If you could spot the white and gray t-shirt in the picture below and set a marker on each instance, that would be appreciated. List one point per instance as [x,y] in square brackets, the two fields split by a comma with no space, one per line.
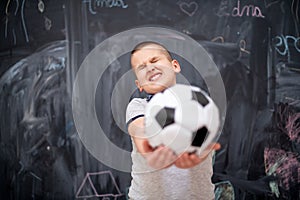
[170,183]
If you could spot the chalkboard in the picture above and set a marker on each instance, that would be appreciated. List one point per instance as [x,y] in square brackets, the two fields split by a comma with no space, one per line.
[255,45]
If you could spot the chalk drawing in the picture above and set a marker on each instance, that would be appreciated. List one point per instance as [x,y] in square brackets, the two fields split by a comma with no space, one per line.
[189,8]
[87,181]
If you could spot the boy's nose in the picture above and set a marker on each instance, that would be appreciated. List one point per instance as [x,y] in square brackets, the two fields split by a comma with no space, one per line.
[150,67]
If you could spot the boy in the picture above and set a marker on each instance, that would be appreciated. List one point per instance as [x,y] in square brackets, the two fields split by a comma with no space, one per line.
[157,173]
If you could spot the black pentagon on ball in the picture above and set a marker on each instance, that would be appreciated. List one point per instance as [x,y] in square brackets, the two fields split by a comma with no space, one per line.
[165,116]
[199,136]
[200,97]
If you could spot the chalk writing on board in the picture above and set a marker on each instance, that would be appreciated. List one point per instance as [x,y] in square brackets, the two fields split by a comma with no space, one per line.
[87,182]
[7,21]
[269,3]
[238,10]
[222,9]
[284,43]
[189,8]
[96,4]
[23,21]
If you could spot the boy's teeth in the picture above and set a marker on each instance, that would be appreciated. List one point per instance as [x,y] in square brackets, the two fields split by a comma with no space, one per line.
[154,77]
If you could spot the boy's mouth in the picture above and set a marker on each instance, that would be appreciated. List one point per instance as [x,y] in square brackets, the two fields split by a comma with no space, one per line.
[154,77]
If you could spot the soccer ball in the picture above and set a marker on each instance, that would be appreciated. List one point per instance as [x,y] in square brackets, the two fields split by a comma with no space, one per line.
[182,117]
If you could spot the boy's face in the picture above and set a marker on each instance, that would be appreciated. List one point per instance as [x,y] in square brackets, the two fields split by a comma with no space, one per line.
[153,69]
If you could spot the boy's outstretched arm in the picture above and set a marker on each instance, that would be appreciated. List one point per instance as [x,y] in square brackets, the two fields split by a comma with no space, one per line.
[188,160]
[158,158]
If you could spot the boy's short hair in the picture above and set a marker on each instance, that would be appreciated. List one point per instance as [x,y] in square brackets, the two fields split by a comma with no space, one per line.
[146,43]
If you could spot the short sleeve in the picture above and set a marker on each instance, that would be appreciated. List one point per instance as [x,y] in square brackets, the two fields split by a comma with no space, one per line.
[135,109]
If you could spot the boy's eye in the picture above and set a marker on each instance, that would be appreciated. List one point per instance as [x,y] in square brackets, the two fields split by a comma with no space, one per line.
[154,60]
[141,67]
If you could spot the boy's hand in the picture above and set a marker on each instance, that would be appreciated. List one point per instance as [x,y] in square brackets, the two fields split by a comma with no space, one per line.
[160,157]
[188,160]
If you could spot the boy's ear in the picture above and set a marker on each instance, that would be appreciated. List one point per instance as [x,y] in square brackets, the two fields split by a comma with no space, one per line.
[137,83]
[176,66]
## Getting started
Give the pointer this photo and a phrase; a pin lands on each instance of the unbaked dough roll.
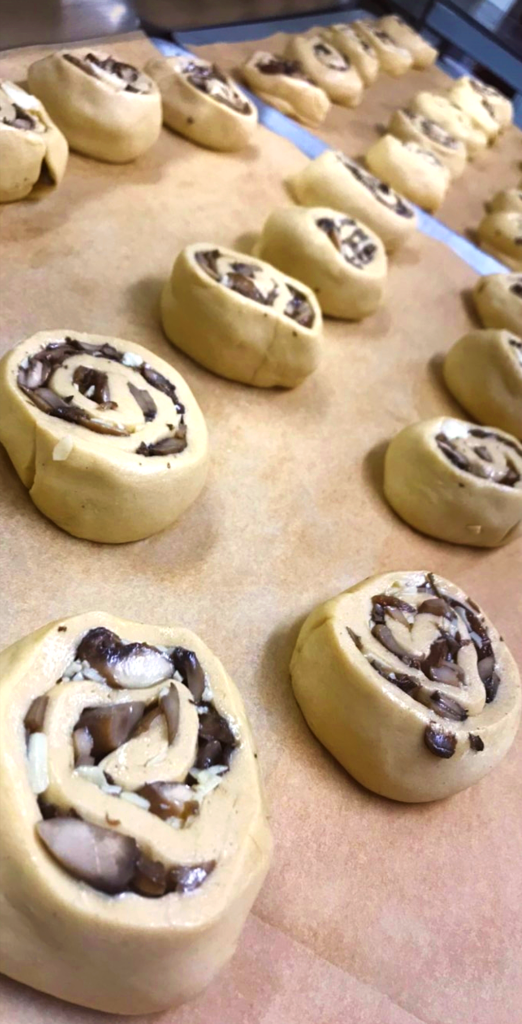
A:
(203, 103)
(459, 124)
(410, 127)
(137, 837)
(241, 317)
(285, 84)
(356, 49)
(423, 54)
(328, 68)
(483, 371)
(340, 259)
(501, 235)
(455, 481)
(497, 298)
(496, 103)
(410, 170)
(105, 109)
(335, 180)
(393, 59)
(30, 143)
(107, 438)
(473, 102)
(509, 201)
(408, 685)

- _Aim_: Pictures are not part of the copy; reproduce exactly and only the lines from the line containing "If you could spot the boy's face" through the end of the listing.

- _Task answer_:
If you could spot the boy's face in the picture above and set a marker on each instance, that would be appreciated. List one point per instance as [x,y] in square brackets, the two fields split by a comma with no space, one per line.
[153,69]
If you could spot the boy's outstretched arm in the picture above and set a marker on each instance, that would be appreciated. List one point per instance as [x,y] in square brackets, the two fields split by a comma with no space, one per line.
[188,160]
[158,158]
If you could spot the boy's short hair in the picture above and set a marker on each instance, that would be appreciated. List one point per instance as [x,y] in square brackets, the two fields split by a comma with no space, one per line.
[146,43]
If you could spot the short sleeve in the picture above and set a marker on each instance, that would be appreciated. List one point per instance as [x,y] in square brackets, the two fields split by a comma with no space, one per line.
[135,109]
If you could spot the boy's eye in the picture above and set a marker on each instance, that would be appreciated. List one point per instance as [x,y] in square brackets, the two fields split by a comma with no space, one per line.
[154,60]
[141,67]
If you could spot the boy's hand in the picture above and set a marker on each instance, that would be appreciated. List one point per instance as [x,y] in square brackets, the two fields split by a comma with no space, one per line.
[160,157]
[188,160]
If you could spot the boy's ear in the picture above and set a marker on each instance, that would be appreciated. List one point per instance as [x,y] in square brackets, the two fields split by a comma with no space, one per line.
[137,83]
[176,66]
## Getting started
Give the pointer this photo and a phrase; a pin lands on each instance of the unbaked dough roll.
A:
(203, 103)
(459, 124)
(410, 127)
(137, 837)
(241, 317)
(285, 84)
(356, 49)
(423, 54)
(328, 68)
(483, 371)
(340, 259)
(501, 235)
(455, 481)
(497, 298)
(496, 103)
(410, 170)
(105, 109)
(335, 180)
(393, 59)
(30, 143)
(107, 438)
(473, 102)
(509, 201)
(408, 685)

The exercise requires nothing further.